**What you need to do:**
Reproduce all of the material below line for line, requests included, and adjust every coordinate in the answers by adding -63 to it.

**Data for this exercise:**
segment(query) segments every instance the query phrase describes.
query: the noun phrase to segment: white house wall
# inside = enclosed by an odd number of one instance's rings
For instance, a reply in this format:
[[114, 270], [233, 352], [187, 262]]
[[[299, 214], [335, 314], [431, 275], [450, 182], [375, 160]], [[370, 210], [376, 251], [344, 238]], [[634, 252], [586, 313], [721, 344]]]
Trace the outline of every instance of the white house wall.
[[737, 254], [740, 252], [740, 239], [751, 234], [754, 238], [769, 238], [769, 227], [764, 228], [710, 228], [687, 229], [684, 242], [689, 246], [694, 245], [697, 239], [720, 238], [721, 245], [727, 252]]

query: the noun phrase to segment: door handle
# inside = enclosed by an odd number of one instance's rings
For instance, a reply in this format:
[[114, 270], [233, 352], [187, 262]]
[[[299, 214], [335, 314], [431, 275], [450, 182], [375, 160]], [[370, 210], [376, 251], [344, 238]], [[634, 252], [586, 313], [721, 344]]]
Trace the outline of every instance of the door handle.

**Output below:**
segment(query) segments every instance the query phrase describes.
query: the noun phrase to segment: white house wall
# inside = enclosed by an odd number of one instance's rings
For instance, a reply in this format:
[[114, 270], [233, 352], [187, 262]]
[[[299, 214], [335, 314], [431, 275], [450, 182], [375, 160]], [[370, 210], [376, 251], [344, 238]], [[634, 252], [586, 313], [721, 344]]]
Trace the outline of every instance of the white house wall.
[[674, 191], [677, 189], [677, 176], [688, 171], [691, 175], [706, 175], [706, 164], [701, 165], [647, 165], [624, 166], [621, 179], [626, 183], [631, 182], [634, 176], [657, 175], [658, 182], [664, 189]]

query: the noun phrase to segment: door handle
# inside = enclosed by an odd number of one instance's rings
For instance, a reply in this format:
[[114, 270], [233, 352], [187, 262]]
[[[299, 214], [335, 314], [431, 275], [450, 182], [375, 160]], [[370, 210], [376, 251], [344, 238]], [[634, 252], [586, 313], [721, 344]]]
Trace the outline of every instance of the door handle.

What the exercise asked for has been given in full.